STATED EXERCISE A:
Reproduce the part of the food stall recommendation write-up that opens with the words "### 2. Then" and closes with "60 million users.".

TEXT SECTION:
# A recommendation system for food stalls aimed at students (based on location of schools/ colleges  and eateries in Mumbai, India)

## Brief Introduction

## Part 1: Description of problem

### Mumbai, India is an extremely densely populated city (one of the most dense), with more than 18 million residents.

### Obviously it is tough to start a business here due to high real estate costs. So, an entrepreneur aiming at a student centric market (13 - 20 year old demographic) should know the best places to set up shop.

### A large population of Mumbai lies in this student demographic (more than 50 schools), and eating snack foods out is more popular and convenient than ever, hence we will find the best places in Mumbai to set up a food shop/ restaurant

### Target audience: 
### Entrepreneurs and small-scale businessmen/women interested in the food/ snacks industry, aiming at the student demographic

 #   

## Part 2: Data that is needed, and process

### 1. We need a list of the most populated schools in Mumbai. Their latitude and longitude will be calculated using geopy Nominatim. 

This data can be found on Wikipedia, as well as the school websites.

For instance: https://en.wikipedia.org/wiki/List_of_educational_institutions_in_Mumbai

### 2. Then we can use the FourSquare API to find the number of eateries in a 1.5 km radius around each school. The API will provide us with Postal Code, Neighborhood, Venue, Venue Summary and Venue Category.

Foursquare is a local search-and-discovery service mobile app which provides search results for its users (Wikipedia). It has more than 60 million users.

### 3. We can also use the FourSquare API to find all food related categories that we will filter

### 4. Processing the Retrieved data and creating a structured DataFrame for all the venues, grouped by schools. 

### 5. Selecting relevant venues (food related only).

### The schools with least number of eateries around them would be the best places to start a food stall/ restaurant. (supply and demand)

### 6. Clustering the eateries to find the colleges with least competition around them.

### Thank you for your time, I would greatly appreciate any feedback (sidjain1412@gmail.com)

 #  

### Imports

In [29]:
import requests  # library to handle requests
import pandas as pd  # library for data analsysis
import numpy as np  # library to handle data in a vectorized manner
import random  # library for random number generation
import string # Manipulation of name for Folium Map
# module to convert an address into latitude and longitude values
from geopy.geocoders import Nominatim

# libraries for displaying images
from IPython.display import Image
from IPython.core.display import HTML

# tranforming json file into a pandas dataframe library
from pandas.io.json import json_normalize
import folium  # plotting library

from sklearn.cluster import KMeans # for clustering

print('Libraries imported.')

Libraries imported.


### Declaring API keys

In [15]:
CLIENT_ID = 'WEMY4AM5NRBMPJ55IDUZ1XRYOHE52FANWWSHMCT2S0I1JUG3'  # your Foursquare ID
# your Foursquare Secret
CLIENT_SECRET = 'GAGO1KZFQ1DI3IKT1DG42DNQLGHPEBSJIE0QMDRXBJIHGJB1'
VERSION = '20180604'
LIMIT = 40
print('Your credentails:')

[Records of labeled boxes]
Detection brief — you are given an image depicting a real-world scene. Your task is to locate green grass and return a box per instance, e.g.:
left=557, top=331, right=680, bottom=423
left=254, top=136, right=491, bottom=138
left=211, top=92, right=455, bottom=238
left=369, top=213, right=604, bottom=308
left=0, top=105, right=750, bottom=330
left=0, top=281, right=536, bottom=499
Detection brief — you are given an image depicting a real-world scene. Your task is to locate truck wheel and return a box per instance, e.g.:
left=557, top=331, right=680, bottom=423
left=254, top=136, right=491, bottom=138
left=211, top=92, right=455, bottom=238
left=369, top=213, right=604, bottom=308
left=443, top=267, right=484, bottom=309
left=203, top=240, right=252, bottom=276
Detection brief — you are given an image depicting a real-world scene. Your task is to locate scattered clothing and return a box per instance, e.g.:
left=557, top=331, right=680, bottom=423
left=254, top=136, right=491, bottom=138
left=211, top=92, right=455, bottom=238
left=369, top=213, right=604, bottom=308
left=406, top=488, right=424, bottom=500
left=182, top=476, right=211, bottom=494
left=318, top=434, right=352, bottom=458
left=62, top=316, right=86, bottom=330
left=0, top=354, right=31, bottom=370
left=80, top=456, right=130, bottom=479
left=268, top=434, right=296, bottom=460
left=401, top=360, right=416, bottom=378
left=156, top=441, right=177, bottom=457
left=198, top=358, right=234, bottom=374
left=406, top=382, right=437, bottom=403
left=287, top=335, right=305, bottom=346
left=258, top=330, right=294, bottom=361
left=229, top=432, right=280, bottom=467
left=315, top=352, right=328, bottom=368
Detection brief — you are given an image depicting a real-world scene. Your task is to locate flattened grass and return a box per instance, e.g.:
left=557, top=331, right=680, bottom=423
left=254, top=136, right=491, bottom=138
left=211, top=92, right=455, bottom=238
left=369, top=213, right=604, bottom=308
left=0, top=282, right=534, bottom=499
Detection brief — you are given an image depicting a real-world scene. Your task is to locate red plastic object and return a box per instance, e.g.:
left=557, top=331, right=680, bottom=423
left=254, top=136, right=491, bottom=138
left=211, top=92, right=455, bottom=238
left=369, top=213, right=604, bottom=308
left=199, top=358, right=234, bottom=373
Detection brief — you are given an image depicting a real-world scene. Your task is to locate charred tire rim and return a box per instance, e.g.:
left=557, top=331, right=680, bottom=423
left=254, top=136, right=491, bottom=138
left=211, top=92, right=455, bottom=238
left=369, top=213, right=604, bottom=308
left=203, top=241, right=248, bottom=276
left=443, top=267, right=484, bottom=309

STATED EXERCISE B:
Render the part of the records above that opens with the line containing "to locate truck" and closes with the line containing "left=203, top=240, right=252, bottom=276" as a JSON list of strings, one string for each line and no blank lines, with both end lines included.

FINAL ANSWER A:
### 2. Then we can use the FourSquare API to find the number of eateries in a 1.5 km radius around each school. The API will provide us with Postal Code, Neighborhood, Venue, Venue Summary and Venue Category.

Foursquare is a local search-and-discovery service mobile app which provides search results for its users (Wikipedia). It has more than 60 million users.

FINAL ANSWER B:
[
  "Detection brief — you are given an image depicting a real-world scene. Your task is to locate truck wheel and return a box per instance, e.g.:",
  "left=557, top=331, right=680, bottom=423",
  "left=254, top=136, right=491, bottom=138",
  "left=211, top=92, right=455, bottom=238",
  "left=369, top=213, right=604, bottom=308",
  "left=443, top=267, right=484, bottom=309",
  "left=203, top=240, right=252, bottom=276"
]